Requirement: Give back exactly the stretch of data below from the line holding "For each instance of the white" through the line holding "For each instance of the dry", both ends included, and leave the remaining lines out.
------------------------------------------------------------------------
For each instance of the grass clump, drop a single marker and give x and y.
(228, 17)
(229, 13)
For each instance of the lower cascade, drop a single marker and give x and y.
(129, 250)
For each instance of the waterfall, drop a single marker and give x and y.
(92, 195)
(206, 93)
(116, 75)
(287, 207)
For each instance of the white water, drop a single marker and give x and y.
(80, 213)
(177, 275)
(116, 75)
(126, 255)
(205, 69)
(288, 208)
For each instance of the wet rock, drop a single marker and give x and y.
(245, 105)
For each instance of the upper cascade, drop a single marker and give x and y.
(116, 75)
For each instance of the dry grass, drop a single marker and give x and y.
------------------------------------------------------------------------
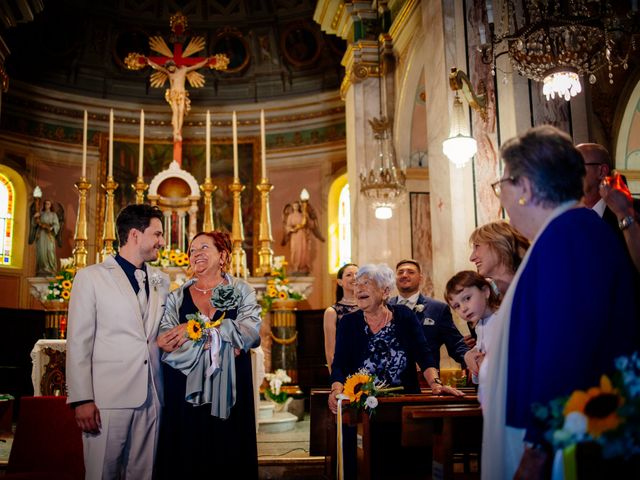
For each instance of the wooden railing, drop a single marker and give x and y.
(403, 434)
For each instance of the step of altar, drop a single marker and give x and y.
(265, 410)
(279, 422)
------------------------------------------------------------------------
Response below:
For each instance of the white water, drop a single marker and give x and y.
(80, 213)
(177, 275)
(116, 75)
(126, 255)
(205, 69)
(288, 208)
For each instance of the wet rock, drop a single marker and give x and y.
(245, 105)
For each instance of the upper cascade, drop a single marker and give x and y.
(116, 75)
For each instance of the dry grass, drop a single marker and give x and y.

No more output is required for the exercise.